#### [SUPPLIED MATERIAL]
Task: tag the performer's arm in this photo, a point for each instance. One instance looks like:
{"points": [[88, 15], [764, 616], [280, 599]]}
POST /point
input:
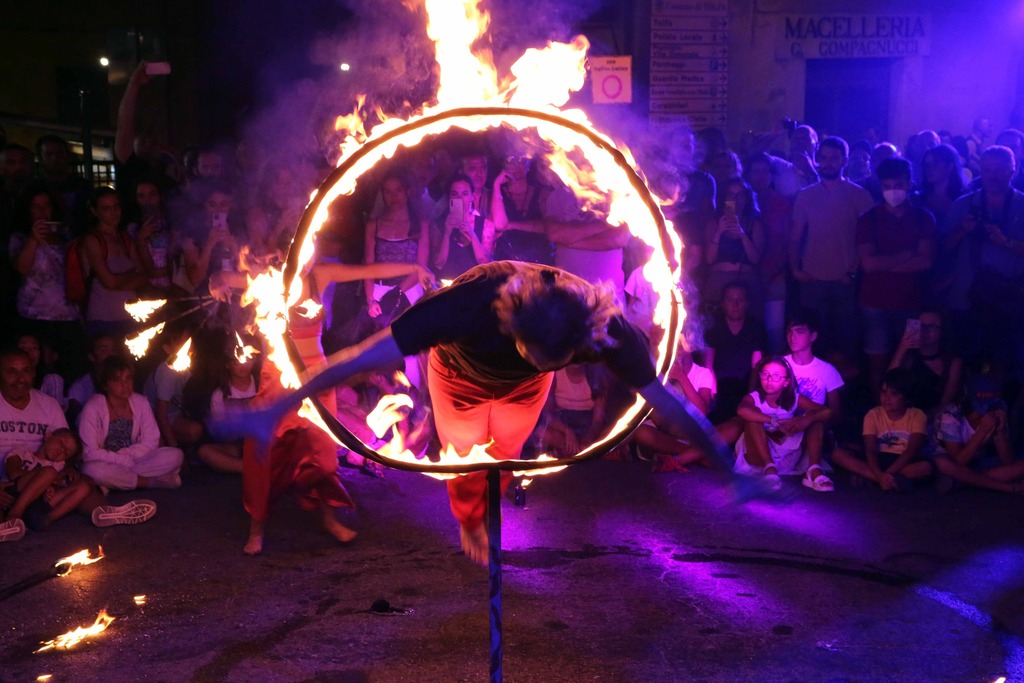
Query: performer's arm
{"points": [[376, 351], [685, 421]]}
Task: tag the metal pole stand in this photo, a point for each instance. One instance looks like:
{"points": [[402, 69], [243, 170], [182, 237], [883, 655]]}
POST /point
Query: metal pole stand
{"points": [[495, 567]]}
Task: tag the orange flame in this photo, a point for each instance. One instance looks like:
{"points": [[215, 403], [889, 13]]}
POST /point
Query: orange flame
{"points": [[542, 80], [243, 351], [69, 640], [81, 557], [140, 342], [141, 310]]}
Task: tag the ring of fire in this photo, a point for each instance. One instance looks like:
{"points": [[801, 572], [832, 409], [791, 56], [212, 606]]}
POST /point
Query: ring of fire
{"points": [[342, 180]]}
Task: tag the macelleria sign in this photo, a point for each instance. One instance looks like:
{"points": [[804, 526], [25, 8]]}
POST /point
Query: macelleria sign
{"points": [[854, 36]]}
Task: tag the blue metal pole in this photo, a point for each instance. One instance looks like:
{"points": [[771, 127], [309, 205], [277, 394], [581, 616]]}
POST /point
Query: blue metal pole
{"points": [[495, 566]]}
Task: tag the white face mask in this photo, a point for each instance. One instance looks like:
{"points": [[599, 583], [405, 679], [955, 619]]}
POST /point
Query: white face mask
{"points": [[894, 197]]}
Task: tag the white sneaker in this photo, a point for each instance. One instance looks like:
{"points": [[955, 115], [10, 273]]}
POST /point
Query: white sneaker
{"points": [[172, 480], [12, 529], [133, 512]]}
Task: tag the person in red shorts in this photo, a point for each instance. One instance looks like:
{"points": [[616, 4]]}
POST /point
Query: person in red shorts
{"points": [[496, 335]]}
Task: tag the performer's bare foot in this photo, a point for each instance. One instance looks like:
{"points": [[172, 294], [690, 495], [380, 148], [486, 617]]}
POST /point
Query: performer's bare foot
{"points": [[254, 546], [335, 527], [475, 544]]}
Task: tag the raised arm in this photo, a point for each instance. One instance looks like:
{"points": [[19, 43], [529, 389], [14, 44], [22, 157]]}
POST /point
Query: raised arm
{"points": [[683, 420], [124, 138]]}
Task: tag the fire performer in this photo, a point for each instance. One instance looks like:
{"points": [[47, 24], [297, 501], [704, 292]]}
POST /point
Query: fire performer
{"points": [[495, 337], [299, 459]]}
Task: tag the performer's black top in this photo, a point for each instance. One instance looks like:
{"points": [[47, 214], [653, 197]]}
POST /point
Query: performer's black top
{"points": [[460, 322]]}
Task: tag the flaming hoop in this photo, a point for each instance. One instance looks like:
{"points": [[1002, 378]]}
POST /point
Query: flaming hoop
{"points": [[342, 181]]}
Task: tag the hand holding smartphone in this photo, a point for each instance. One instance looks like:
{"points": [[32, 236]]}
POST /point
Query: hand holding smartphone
{"points": [[158, 68], [912, 332], [218, 221]]}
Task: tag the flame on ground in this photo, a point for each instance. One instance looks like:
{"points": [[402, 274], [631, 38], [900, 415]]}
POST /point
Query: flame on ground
{"points": [[81, 557], [69, 640]]}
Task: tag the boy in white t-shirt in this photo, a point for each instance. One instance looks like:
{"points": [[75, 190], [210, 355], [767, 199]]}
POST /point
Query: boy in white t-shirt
{"points": [[816, 380]]}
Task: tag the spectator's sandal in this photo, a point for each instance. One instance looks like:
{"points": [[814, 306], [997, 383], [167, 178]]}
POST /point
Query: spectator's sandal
{"points": [[770, 475], [820, 482]]}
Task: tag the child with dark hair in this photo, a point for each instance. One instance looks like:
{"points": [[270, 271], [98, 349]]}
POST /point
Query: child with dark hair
{"points": [[121, 437], [49, 487], [894, 437], [973, 439], [817, 380], [775, 419]]}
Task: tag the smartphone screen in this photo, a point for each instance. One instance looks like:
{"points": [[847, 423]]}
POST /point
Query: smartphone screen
{"points": [[456, 207]]}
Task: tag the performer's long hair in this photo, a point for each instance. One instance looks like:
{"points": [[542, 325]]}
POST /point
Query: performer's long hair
{"points": [[558, 314]]}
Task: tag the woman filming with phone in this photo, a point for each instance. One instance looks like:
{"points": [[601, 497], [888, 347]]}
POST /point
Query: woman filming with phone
{"points": [[468, 238], [210, 245], [734, 243], [38, 247]]}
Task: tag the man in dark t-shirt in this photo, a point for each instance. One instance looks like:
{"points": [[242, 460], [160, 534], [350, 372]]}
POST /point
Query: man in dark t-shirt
{"points": [[735, 343], [495, 337]]}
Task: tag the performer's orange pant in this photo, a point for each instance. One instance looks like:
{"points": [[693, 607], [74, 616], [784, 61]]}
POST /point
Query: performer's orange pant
{"points": [[467, 414]]}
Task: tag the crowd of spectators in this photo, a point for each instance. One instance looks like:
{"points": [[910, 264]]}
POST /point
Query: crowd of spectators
{"points": [[857, 307]]}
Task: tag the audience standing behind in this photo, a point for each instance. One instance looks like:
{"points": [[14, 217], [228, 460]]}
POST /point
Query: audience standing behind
{"points": [[928, 279]]}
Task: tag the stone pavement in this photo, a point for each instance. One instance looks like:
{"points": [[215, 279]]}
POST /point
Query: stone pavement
{"points": [[611, 574]]}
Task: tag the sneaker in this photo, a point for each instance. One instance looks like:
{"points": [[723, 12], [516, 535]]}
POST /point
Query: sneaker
{"points": [[172, 480], [945, 483], [133, 512], [902, 484], [12, 529]]}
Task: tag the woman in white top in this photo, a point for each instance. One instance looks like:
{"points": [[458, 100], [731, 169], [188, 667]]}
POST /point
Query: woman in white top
{"points": [[120, 437]]}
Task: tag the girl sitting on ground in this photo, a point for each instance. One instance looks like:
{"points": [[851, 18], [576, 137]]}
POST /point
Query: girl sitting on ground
{"points": [[894, 437], [775, 418], [49, 487]]}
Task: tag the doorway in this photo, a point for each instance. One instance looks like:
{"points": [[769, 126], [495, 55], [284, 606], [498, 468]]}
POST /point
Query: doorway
{"points": [[847, 96]]}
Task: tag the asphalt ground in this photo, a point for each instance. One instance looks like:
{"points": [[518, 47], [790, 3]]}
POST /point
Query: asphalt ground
{"points": [[610, 573]]}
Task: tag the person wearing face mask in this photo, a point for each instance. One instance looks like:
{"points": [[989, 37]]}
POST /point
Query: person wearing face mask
{"points": [[896, 248]]}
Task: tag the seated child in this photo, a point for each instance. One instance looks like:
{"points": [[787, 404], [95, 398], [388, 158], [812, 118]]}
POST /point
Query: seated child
{"points": [[973, 438], [817, 380], [49, 487], [894, 437], [775, 418], [237, 389], [120, 436]]}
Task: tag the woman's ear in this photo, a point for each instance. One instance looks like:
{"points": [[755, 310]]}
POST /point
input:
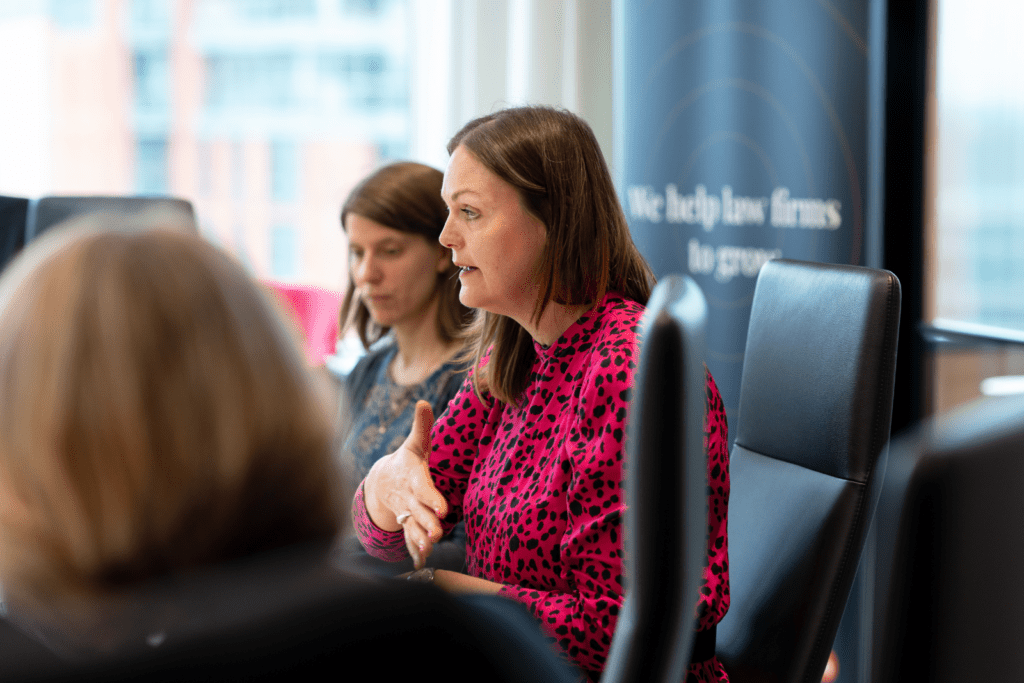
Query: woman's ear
{"points": [[443, 259]]}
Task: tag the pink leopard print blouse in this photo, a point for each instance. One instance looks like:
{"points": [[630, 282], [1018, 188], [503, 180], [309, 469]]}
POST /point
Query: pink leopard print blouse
{"points": [[541, 487]]}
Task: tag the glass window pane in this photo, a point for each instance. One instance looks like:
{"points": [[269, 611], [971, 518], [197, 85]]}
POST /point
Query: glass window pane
{"points": [[979, 168]]}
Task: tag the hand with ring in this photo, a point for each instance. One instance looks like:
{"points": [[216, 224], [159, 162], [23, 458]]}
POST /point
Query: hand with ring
{"points": [[400, 495]]}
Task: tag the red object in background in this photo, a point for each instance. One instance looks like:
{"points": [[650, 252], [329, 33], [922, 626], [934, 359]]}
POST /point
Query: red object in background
{"points": [[315, 310]]}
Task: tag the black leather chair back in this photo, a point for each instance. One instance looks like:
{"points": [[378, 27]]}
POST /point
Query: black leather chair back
{"points": [[12, 215], [135, 212], [950, 560], [667, 479], [815, 407]]}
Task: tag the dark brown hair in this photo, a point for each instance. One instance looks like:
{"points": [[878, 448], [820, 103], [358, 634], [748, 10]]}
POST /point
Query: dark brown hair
{"points": [[406, 197], [555, 164], [157, 417]]}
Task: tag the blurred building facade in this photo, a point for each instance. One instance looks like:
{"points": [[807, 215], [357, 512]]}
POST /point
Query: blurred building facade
{"points": [[262, 113]]}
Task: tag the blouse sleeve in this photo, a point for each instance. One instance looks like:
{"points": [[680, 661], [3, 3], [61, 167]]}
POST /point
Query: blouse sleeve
{"points": [[453, 437], [583, 619], [715, 591]]}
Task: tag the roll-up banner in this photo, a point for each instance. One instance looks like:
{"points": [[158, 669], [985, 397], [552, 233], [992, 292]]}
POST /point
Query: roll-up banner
{"points": [[749, 130]]}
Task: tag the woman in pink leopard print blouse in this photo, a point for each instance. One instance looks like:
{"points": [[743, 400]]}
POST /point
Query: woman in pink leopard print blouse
{"points": [[529, 452]]}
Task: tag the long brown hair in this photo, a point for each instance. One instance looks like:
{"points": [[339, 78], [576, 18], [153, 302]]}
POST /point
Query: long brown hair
{"points": [[156, 417], [404, 197], [552, 159]]}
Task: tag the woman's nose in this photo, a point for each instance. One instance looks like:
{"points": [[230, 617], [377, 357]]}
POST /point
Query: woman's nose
{"points": [[448, 236], [367, 270]]}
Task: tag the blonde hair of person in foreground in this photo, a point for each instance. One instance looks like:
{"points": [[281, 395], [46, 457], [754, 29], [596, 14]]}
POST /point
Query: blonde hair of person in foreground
{"points": [[156, 418]]}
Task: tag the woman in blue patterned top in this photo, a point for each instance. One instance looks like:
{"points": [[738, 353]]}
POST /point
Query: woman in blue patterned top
{"points": [[402, 300]]}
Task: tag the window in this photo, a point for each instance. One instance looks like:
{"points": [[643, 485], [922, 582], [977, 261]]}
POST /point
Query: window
{"points": [[979, 165], [262, 80], [145, 14], [151, 166], [369, 7], [73, 13], [152, 80], [284, 252], [276, 9], [284, 171]]}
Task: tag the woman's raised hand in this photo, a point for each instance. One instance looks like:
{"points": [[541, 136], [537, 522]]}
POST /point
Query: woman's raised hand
{"points": [[399, 493]]}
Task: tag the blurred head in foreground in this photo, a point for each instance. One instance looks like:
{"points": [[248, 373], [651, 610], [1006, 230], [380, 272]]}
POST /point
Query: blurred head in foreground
{"points": [[156, 417]]}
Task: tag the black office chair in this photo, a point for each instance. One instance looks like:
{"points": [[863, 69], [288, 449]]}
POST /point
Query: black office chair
{"points": [[12, 214], [950, 561], [815, 406], [134, 212], [667, 479]]}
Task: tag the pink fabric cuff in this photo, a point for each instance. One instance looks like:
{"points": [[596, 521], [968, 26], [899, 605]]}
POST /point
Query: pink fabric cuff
{"points": [[387, 546]]}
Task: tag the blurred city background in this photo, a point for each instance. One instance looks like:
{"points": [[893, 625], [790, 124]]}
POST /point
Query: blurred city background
{"points": [[264, 113]]}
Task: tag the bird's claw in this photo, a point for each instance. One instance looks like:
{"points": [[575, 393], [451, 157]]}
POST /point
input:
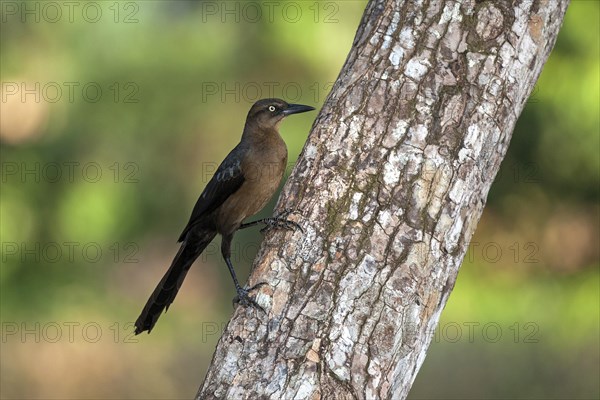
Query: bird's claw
{"points": [[280, 221], [243, 297]]}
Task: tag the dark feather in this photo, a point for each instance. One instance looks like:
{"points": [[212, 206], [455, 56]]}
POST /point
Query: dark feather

#### [SHORT TASK]
Copy out exactly the lines from the one with "Task: tag the woman's raised" through the end of the listing, both ends included, omitting any picture.

#### [EXERCISE SOLUTION]
Task: tag the woman's raised hand in this photo, a point for each instance. One instance looks like:
{"points": [[541, 136], [537, 522]]}
POST /point
Query: woman's raised hand
{"points": [[399, 493]]}
Task: tag the blurred head in foreground in this photo, a point for each instance. One instance looks like:
{"points": [[248, 373], [651, 610], [1006, 230], [380, 272]]}
POST /point
Query: blurred head in foreground
{"points": [[156, 417]]}
Task: tag the black office chair in this photo, a point for each instance. One instance looks like:
{"points": [[863, 69], [288, 449]]}
POST /point
Query: black office chair
{"points": [[12, 214], [950, 561], [815, 406], [134, 212], [667, 479]]}
Task: tag the pink fabric cuff in this photo, a point for each instance. One instance looks like:
{"points": [[596, 521], [968, 26], [899, 605]]}
POST /point
Query: pink fabric cuff
{"points": [[387, 546]]}
Task: tag the blurred city background in this photo, a point for each instance. One instance looks like:
{"points": [[893, 625], [790, 124]]}
POST /point
Query: blurred city background
{"points": [[264, 113]]}
Task: tag the bird's claw in this photo, a point for each instance. One instance looks like:
{"points": [[575, 393], [451, 157]]}
POST /point
input:
Query: bird's claw
{"points": [[280, 221], [243, 297]]}
Task: tag the dark feather in this photo, a point for each instance. One instance looks like:
{"points": [[212, 206], [455, 56]]}
POST /point
Query: dark feather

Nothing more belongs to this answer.